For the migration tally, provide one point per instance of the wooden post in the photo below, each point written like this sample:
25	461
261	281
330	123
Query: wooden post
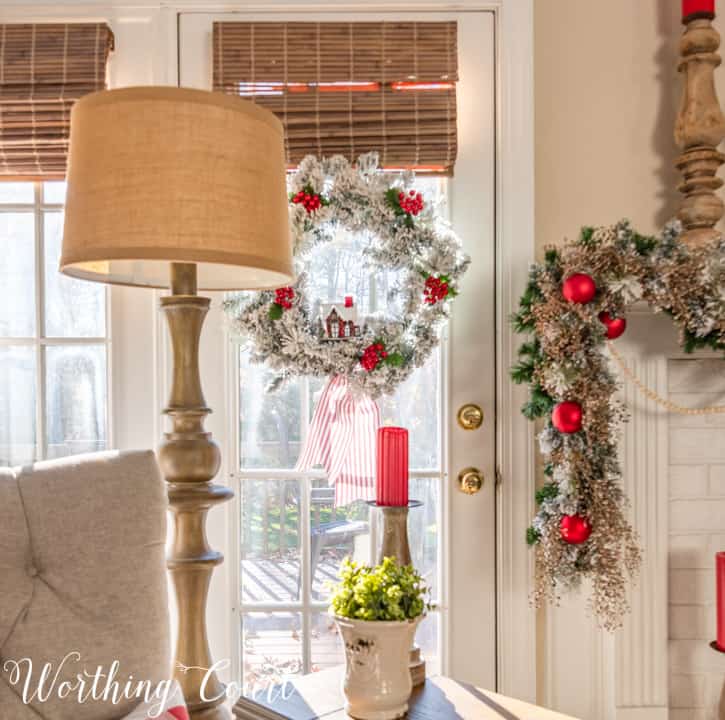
189	460
699	130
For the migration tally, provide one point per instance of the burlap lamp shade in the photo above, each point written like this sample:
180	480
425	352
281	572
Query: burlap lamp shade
162	174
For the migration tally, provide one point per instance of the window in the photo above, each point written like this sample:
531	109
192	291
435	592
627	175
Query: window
53	336
292	537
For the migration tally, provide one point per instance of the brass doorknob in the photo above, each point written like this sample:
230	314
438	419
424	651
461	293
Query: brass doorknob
470	416
470	480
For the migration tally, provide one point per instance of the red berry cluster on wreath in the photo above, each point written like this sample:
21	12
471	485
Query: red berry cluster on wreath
310	201
373	355
412	203
283	297
435	290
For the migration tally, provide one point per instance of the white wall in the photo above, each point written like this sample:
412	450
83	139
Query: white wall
696	532
607	94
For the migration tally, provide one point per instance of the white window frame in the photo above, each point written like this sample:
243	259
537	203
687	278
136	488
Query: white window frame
40	340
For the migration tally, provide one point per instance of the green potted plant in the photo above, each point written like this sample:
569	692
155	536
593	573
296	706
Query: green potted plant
377	611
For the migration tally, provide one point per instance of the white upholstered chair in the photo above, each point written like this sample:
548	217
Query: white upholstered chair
82	571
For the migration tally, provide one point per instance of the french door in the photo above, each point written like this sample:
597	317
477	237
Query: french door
286	537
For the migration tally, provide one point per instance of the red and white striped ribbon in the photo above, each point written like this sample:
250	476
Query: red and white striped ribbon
342	439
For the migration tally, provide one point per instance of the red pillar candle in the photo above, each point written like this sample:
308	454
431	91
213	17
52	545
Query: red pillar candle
720	565
697	8
392	475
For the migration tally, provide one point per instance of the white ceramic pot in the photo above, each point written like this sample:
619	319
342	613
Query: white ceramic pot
377	681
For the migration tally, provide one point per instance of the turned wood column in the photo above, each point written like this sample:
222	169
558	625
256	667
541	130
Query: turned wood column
189	461
699	130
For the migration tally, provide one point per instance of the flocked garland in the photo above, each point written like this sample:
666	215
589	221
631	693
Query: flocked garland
575	301
284	326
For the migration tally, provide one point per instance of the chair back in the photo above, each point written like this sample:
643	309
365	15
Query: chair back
83	584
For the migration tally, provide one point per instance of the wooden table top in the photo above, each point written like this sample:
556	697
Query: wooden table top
318	696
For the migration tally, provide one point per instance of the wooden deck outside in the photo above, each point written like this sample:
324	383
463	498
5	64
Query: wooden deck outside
276	578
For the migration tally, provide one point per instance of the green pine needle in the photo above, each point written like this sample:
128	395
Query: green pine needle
540	404
548	492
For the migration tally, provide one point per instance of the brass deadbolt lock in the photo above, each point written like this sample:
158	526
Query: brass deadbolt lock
470	416
470	480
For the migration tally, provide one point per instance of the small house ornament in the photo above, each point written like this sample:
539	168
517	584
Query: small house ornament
339	320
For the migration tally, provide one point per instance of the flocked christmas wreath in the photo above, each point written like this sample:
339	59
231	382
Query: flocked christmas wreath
574	304
299	335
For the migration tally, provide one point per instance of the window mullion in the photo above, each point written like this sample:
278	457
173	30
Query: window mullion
40	397
305	532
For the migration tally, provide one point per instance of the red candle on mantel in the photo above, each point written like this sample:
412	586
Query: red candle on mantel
720	566
392	477
700	8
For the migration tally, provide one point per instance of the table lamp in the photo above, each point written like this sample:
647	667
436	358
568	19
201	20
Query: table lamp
170	187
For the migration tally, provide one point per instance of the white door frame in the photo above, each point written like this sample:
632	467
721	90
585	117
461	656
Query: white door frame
149	26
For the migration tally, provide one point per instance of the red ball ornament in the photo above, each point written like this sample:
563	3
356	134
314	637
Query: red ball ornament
579	288
615	326
567	417
574	529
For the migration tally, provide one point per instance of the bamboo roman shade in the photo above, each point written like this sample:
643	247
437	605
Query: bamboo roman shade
44	69
349	87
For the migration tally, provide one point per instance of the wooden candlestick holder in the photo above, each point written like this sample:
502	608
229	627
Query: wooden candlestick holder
395	544
699	130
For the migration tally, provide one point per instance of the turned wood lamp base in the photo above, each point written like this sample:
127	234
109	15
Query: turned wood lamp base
189	460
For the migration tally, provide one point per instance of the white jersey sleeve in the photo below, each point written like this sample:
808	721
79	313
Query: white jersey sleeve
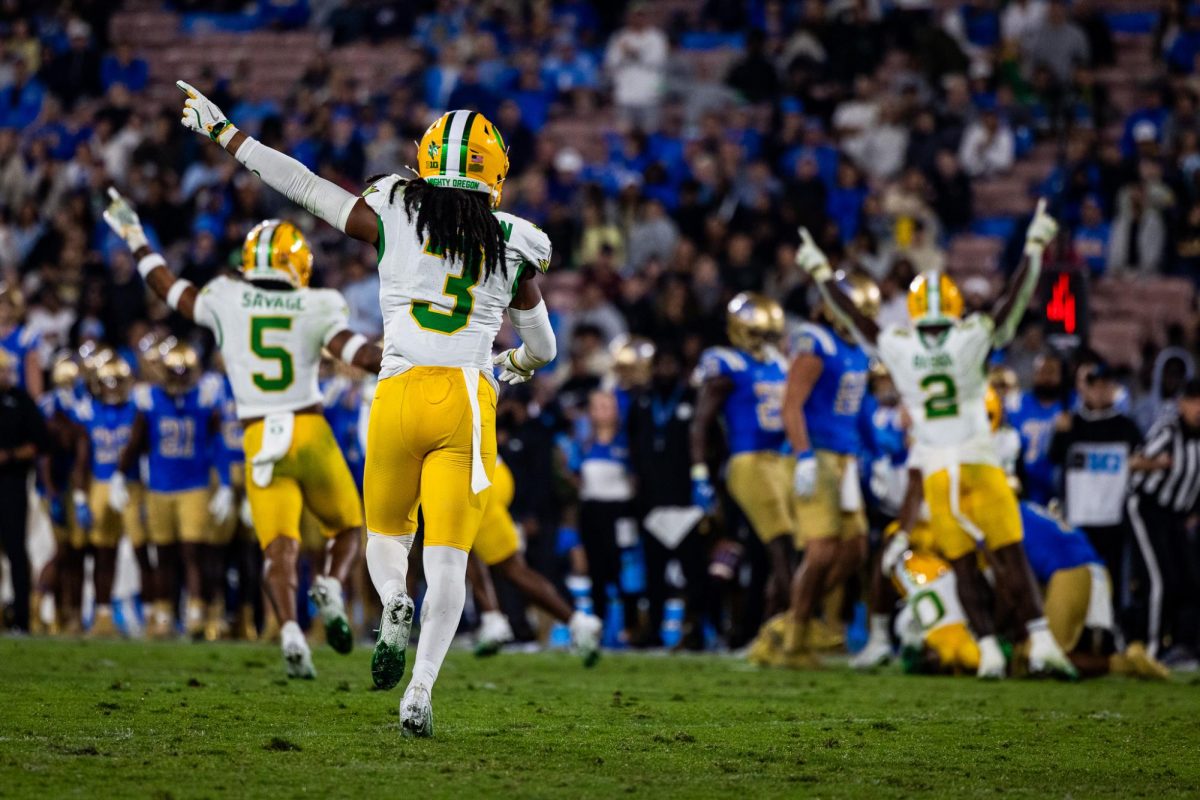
271	341
942	384
438	311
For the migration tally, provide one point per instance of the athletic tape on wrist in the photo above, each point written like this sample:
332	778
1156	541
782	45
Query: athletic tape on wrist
148	264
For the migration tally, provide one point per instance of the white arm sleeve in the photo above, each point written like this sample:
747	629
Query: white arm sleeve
538	346
292	179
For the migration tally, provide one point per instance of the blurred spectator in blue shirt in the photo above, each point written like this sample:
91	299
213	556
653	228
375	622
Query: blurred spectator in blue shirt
123	67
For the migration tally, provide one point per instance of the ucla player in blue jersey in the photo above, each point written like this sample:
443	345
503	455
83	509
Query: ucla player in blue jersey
1033	415
61	479
743	386
19	340
107	416
177	426
822	409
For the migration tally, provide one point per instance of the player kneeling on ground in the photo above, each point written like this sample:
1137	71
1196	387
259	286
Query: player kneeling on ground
270	329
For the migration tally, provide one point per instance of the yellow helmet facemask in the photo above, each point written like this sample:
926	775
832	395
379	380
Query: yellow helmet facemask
934	299
463	150
276	251
754	320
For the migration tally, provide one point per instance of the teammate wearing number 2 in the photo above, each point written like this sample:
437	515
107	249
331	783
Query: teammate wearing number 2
450	266
270	329
939	370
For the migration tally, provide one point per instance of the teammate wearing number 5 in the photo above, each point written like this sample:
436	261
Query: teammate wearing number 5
450	266
939	370
271	329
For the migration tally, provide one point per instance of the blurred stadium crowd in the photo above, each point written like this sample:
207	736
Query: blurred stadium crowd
670	150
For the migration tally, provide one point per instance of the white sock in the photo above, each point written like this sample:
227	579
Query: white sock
877	629
445	575
388	563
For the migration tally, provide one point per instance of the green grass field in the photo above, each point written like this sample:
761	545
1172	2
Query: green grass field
115	720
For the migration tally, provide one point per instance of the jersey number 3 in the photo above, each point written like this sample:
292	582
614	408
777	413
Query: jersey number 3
259	325
941	397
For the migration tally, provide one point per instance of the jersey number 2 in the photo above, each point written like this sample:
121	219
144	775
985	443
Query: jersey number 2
941	397
258	325
459	288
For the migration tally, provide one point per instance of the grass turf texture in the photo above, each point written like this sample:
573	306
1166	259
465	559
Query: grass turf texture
114	720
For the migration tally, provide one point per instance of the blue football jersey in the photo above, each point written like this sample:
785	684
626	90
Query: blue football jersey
1035	423
19	341
1053	545
754	417
183	447
108	432
832	410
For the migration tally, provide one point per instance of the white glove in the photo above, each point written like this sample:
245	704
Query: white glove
510	372
895	549
221	505
202	115
118	493
124	221
1041	232
810	258
804	477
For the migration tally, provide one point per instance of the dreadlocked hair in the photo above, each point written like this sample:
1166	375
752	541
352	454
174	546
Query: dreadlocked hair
456	223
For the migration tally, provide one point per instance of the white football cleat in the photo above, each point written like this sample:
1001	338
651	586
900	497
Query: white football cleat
493	633
876	654
417	714
993	663
395	627
297	655
586	630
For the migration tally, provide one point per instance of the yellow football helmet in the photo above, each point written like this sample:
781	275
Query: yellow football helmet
995	407
934	299
12	304
275	250
180	368
863	292
463	150
65	371
631	356
112	382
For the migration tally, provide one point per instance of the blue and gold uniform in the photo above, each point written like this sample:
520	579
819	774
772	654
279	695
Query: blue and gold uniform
833	417
108	426
759	473
1078	589
180	459
1035	422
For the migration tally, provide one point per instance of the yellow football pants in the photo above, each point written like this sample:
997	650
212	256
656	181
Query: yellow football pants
497	537
312	475
419	453
982	506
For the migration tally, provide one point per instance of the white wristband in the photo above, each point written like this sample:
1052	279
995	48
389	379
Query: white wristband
177	290
352	348
150	263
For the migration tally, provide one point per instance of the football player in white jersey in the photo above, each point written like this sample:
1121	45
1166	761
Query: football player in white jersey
450	266
939	367
270	329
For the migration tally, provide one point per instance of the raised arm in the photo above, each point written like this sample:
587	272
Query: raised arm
1012	305
810	258
315	194
177	293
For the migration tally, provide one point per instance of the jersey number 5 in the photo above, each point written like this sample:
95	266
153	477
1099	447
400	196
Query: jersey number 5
258	325
941	397
456	287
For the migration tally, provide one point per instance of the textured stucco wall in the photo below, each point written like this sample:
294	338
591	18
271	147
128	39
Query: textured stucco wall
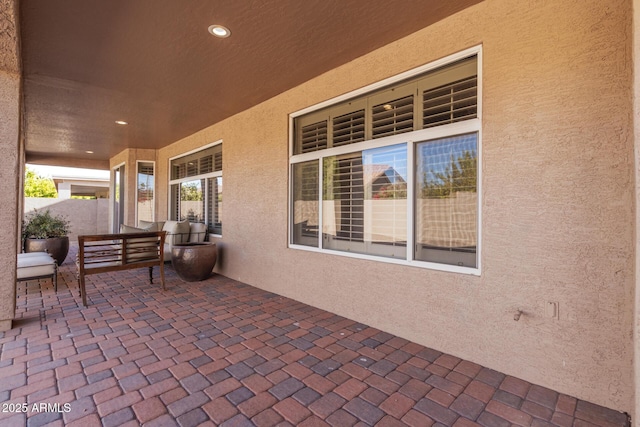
557	200
10	157
636	139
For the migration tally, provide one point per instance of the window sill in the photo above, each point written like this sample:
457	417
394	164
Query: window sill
413	263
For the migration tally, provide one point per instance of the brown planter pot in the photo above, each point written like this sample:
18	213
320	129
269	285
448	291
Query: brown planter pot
194	261
57	247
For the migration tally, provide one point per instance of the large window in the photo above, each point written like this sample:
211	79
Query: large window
144	191
393	173
196	188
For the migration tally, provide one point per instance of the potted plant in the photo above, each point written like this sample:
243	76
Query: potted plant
44	232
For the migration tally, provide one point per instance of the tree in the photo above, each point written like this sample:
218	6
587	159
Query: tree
38	186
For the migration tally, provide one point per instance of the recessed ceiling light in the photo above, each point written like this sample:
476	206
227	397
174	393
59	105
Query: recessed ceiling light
219	31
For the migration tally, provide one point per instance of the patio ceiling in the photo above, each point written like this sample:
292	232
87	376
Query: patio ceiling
152	63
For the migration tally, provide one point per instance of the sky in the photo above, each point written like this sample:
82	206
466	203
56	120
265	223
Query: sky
50	171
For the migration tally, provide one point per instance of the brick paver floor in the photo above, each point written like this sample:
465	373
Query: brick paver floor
220	352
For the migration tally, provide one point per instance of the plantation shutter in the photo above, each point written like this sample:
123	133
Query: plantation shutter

++++

» TASK PROMPT: Copy out the lines starting at the one containing "of the patio" and ending with the last line of the entries. Include nothing else.

» EXERCISE RESPONSE:
For the migration tally, provide one point per instance of the patio ceiling in the photo above, each point written like this sample:
292	232
87	376
Query: patio ceiling
152	63
For the migration tally, provide one point per instance of the sky in the photo above, each point written like this sample:
82	206
466	203
56	120
265	223
Query: sky
50	171
For the migration tally, provide one point per instance of the brick paver floor in the photo above, each point written like this sample:
465	373
Query: brick paver floor
220	352
For the migration tally, provide one point per instance of the plantation shutter in the photo above, each point written like this sample:
123	133
Query: plantation shutter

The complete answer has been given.